Recorded data

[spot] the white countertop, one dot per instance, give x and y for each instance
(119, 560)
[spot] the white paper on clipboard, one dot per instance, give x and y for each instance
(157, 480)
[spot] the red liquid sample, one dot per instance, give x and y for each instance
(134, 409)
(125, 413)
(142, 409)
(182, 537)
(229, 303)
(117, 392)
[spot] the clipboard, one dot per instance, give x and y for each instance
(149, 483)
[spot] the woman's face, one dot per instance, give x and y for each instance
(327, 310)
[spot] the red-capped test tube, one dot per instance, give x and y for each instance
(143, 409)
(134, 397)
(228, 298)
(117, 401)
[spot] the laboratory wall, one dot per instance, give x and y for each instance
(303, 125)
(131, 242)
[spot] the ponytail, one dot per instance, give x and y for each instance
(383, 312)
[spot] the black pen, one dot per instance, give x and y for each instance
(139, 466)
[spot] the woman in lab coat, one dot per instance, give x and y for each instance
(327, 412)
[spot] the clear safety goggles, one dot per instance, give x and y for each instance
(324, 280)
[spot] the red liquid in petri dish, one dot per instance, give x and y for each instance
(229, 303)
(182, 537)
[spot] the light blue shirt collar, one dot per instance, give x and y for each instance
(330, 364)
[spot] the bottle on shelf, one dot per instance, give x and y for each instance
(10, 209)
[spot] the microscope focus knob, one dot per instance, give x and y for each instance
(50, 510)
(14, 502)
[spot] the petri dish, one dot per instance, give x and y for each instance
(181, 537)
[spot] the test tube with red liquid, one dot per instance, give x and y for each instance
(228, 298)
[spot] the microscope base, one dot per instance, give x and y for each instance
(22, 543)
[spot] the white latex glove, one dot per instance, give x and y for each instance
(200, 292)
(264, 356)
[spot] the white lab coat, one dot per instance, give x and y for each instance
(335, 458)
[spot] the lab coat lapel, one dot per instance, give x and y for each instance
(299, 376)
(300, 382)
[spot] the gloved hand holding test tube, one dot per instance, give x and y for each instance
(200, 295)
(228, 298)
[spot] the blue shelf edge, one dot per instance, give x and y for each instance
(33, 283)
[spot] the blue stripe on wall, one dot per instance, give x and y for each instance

Exercise instructions
Rewrite the material above, renaming "clipboard" to "writing board" everywhere it occurs and leaving all other text unchanged.

Written reply
[spot] the white countertop, one dot per instance, give x and y for each instance
(119, 560)
[spot] the white paper on writing board, one dot per instance, give x and y for each instance
(157, 480)
[spot] the red liquid sample, one dot per instance, give x and y for each instance
(134, 409)
(125, 413)
(142, 409)
(182, 537)
(229, 303)
(117, 392)
[spot] the writing board, one dot per instance, give x and y for each instance
(149, 483)
[spot] the woman's face, one dot per instance, give x and y for each instance
(327, 310)
[spot] the red-capped test tube, one dot per instance, give x and y for each instance
(143, 409)
(134, 397)
(228, 298)
(117, 401)
[spot] the laboratory wall, one dot per instance, give x and y for each instance
(303, 125)
(131, 242)
[spot] the ponytail, one dot per instance, give x and y for each instance
(383, 312)
[spot] the black pen, one dot per instance, give x and y for each instance
(139, 466)
[spot] the woman in lab coat, one dot per instance, give x and y for each instance
(327, 412)
[spot] the clear safety goggles, one dot per instance, give x and y for each instance
(324, 280)
[spot] the red liquid in petri dish, one dot per instance, give x and y for each instance
(229, 303)
(182, 537)
[spot] the light blue shirt collar, one dot per instance, give x and y for each instance
(330, 364)
[spot] the bottle on shelf, one dot per instance, give x and y for each instance
(10, 209)
[spot] the microscope focus knob, one dot per instance, give x and y for each instance
(50, 510)
(14, 502)
[spot] the petri dish, one dot per instance, give x and y for each instance
(181, 537)
[spot] the test tube with red liquid, one dot per instance, give x and y for each instance
(228, 298)
[spot] the microscope base, one dot per instance, give x and y for each instance
(22, 543)
[spot] the white latex glove, one dot per instance, give x and y for each instance
(200, 292)
(264, 356)
[spot] the white lab coat, one dot per instance, give x and y for each instance
(335, 458)
[spot] the lab coat lapel, one dot per instance, give x and y for each instance
(299, 376)
(300, 382)
[spot] the gloved hand holding test tube, one dot per instance, give x and y for each instance
(200, 295)
(228, 298)
[spot] the blue shelf edge, one dot per instance, give x and y for each instance
(33, 283)
[spot] the blue stripe on wall, one dot per instance, give x and y for each instance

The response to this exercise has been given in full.